Stored records:
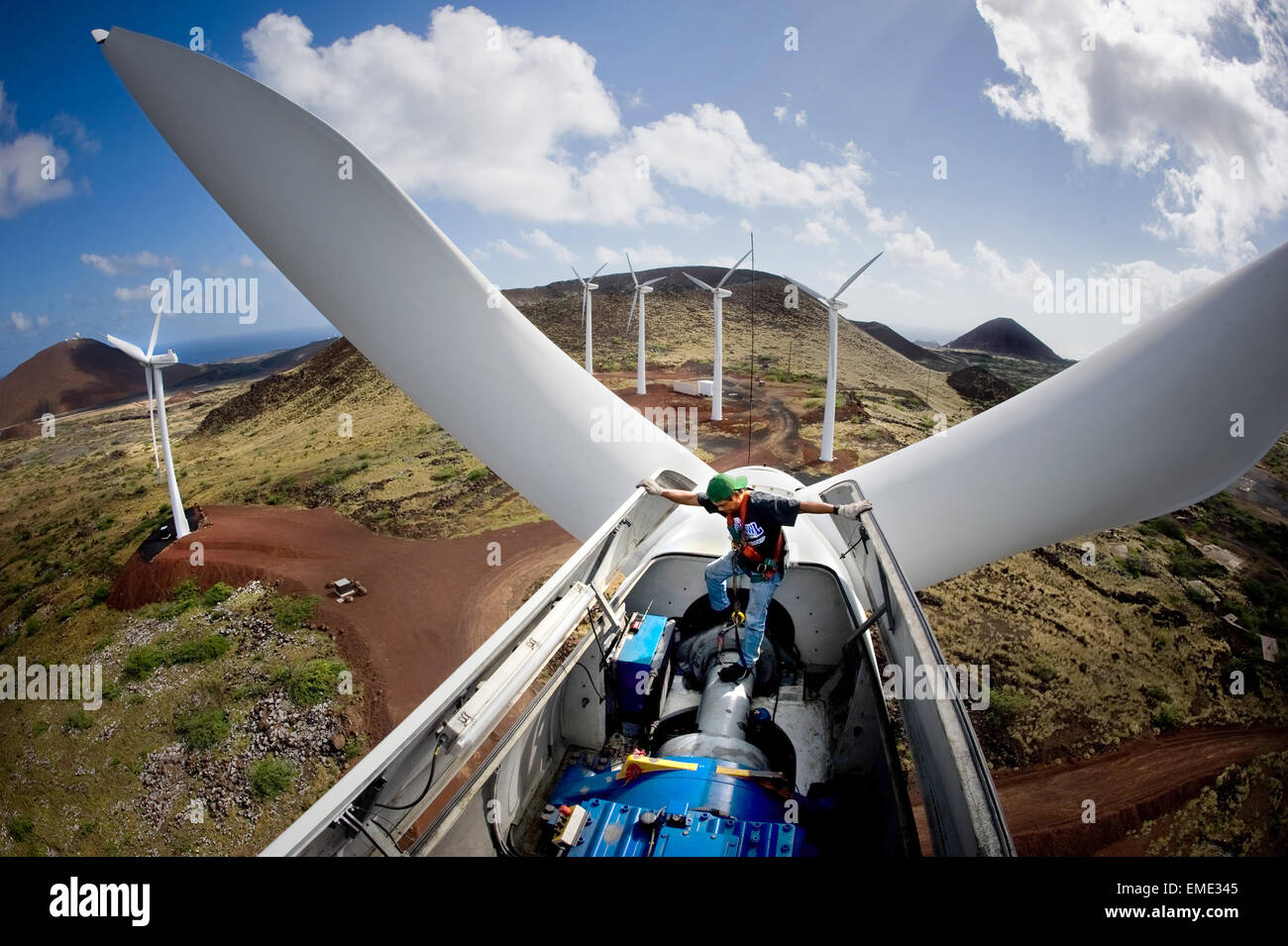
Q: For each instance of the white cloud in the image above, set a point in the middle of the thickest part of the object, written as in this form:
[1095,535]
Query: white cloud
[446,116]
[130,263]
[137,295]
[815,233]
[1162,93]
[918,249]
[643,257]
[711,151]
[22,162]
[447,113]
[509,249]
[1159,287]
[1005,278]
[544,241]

---

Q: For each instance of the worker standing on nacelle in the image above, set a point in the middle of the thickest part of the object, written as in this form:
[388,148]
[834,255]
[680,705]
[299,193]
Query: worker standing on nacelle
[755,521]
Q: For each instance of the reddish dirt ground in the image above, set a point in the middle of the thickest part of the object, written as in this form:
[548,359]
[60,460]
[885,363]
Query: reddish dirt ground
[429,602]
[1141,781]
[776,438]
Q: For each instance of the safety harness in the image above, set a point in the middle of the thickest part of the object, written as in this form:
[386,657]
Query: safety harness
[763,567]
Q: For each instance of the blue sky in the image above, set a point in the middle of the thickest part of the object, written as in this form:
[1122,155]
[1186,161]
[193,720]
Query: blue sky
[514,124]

What is expected: How many lines of the records above contain the word "written", with capitalization counting? Reply with the number alone.

Solution for this exercise: 5